• Exercise instructions
**1.** According to the account of Dalia Kornblit's hiding in Warsaw, why was a neighbor able to save her when the building caught fire in October 1944? Answer in one to three sentences.
**2.** Write what comes next in the account of Dalia Kornblit's childhood in hiding, picking up after its final sentence.

• Study text
★ ★ ★ ★

Dalia Gabriela Kornblit was born in 1938 in Warsaw. She doesn’t remember her childhood in the ghetto. Her first and only memory of her father Czeslaw (Tzadok) is from their parting moment in September 1942. He put her into a straw sack and explained that she had to be completely silent whilst she was in the sack. Dalia never saw her father again; he was murdered in Auschwitz. She was hidden in Zosia Perkowska's apartment, in exchange for a large amount of money. Zosia was a single Christian woman living on the Aryan side of Warsaw. She insisted that Dalia’s parents were not to be told of her name or address, and that any correspondence between them must take place only through a third party. Dalia’s name was changed to Danuta (Danusia) Vitolin.
Danuta lived in hiding for two years. When Zosia went out to work Dalia spent long hours alone, locked in the apartment. When Zosia was home she taught her about Christianity. Danusia quickly forgot her previous life. She knew that she was living with a close relative and that she had a cousin called Jadwiga, from whom she occasionally received sweets and dolls via an intermediary. The intermediary gave the letter to her mother together with a photograph of her with Zosia, so that her mother would see that she was well. Her mother kept the letter and photograph on her person throughout the war; she said that they were the only things that she was prepared to die for.
Danusia knew that she was supposed to remain silent, but one day she could not resist temptation, and touched the keys of the piano in the drawing room. When Zosia learned what she had done, she was very angry and hit her. In the event, this “slip” saved her life. When the building began to burn during the shelling of Warsaw in October 1944, she was saved by a neighbor who only knew of her existence because he had heard her playing the piano in the locked apartment. She never saw Zosia again; it seems that she was killed in the air raid.

★ ★ ★ ★

Image-grounded pointing data

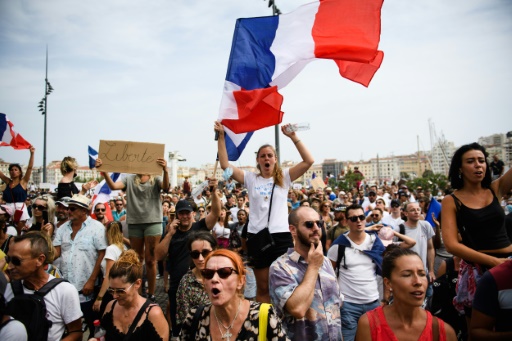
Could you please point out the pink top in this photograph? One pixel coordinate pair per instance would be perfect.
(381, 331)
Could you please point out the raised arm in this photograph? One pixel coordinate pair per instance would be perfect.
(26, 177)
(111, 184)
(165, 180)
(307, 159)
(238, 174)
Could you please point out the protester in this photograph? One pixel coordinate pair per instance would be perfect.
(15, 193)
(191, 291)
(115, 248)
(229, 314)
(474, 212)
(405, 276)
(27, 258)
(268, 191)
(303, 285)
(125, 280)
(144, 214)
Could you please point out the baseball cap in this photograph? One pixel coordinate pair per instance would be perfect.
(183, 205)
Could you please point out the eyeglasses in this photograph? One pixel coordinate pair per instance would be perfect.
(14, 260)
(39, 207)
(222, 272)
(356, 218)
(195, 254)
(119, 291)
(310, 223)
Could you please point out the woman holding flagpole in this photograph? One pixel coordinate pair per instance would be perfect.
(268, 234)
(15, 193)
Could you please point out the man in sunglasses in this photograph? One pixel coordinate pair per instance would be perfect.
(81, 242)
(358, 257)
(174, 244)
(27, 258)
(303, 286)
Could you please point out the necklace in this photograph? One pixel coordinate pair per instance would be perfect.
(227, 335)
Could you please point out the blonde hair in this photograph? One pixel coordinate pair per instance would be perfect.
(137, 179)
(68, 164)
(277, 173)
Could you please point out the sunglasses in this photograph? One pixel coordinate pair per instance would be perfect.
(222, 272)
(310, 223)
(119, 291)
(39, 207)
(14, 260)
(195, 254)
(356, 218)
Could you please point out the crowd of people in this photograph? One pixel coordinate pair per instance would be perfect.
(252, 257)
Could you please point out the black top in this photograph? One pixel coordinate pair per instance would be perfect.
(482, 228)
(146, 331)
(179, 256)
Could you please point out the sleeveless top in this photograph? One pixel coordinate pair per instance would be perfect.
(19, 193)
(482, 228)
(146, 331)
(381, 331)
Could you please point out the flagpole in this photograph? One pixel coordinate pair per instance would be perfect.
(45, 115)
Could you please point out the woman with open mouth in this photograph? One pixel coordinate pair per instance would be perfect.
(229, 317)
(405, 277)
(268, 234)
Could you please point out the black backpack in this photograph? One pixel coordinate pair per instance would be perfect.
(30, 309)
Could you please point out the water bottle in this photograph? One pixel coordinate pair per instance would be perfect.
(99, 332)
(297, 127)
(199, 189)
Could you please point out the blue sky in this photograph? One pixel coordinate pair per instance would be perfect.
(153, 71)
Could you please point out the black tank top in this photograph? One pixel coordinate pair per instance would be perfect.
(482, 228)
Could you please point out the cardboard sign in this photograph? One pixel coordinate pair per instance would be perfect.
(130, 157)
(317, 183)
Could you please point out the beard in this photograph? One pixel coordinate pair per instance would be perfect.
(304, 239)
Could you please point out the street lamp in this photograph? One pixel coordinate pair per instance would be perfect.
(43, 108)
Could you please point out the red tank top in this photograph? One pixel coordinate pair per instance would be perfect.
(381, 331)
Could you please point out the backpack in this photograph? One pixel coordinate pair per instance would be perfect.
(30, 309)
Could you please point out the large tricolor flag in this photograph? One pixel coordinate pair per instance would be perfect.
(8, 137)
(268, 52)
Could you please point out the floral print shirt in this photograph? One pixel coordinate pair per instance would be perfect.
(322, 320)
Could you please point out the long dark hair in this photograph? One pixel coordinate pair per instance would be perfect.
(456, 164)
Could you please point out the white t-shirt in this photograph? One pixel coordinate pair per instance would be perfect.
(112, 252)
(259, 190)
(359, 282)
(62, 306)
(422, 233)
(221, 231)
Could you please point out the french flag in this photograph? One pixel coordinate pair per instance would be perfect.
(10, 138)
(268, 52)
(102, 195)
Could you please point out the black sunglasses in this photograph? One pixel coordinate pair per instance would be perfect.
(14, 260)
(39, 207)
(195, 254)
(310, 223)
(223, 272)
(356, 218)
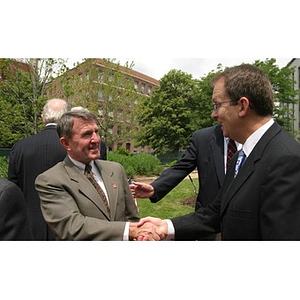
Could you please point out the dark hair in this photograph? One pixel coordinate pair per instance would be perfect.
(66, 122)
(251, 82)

★ ★ ★ ★

• Responses by item number
**1.** The neighbor knew she existed only because he had heard her playing the piano in the locked apartment. That moment, for which Zosia had hit her, led him to rescue her when the building burned during the shelling.

**2.**
Following several months in a Displaced Persons camp, Danusia was taken to the home of a Christian family that intended to adopt her. A few months later an unknown woman arrived at the door. Ill and painfully thin, she identified herself as Danusia’s mother, come to reclaim her daughter. It was not easy for Danusia to agree to go with her mother. They travelled to Lublin, where they discovered that they were the only survivors of their family, and returned to Warsaw. Dalia’s first happy memory is of the time she spent in a resting home for child survivors with lung disease. She had been sent there by the Joint Distribution Committee; for the first time she was among other children, she was not hungry and she was treated well. In 1948, Dalia and her mother went to Sweden and from there to Argentina. At age twenty, Dalia immigrated to Israel where she had three children. The youngest of them is the singer Ivri Lider.
Dalia donated the note that she had sent her mother and the photo of herself with Zosia to Yad Vashem at a collection day in Tel Aviv.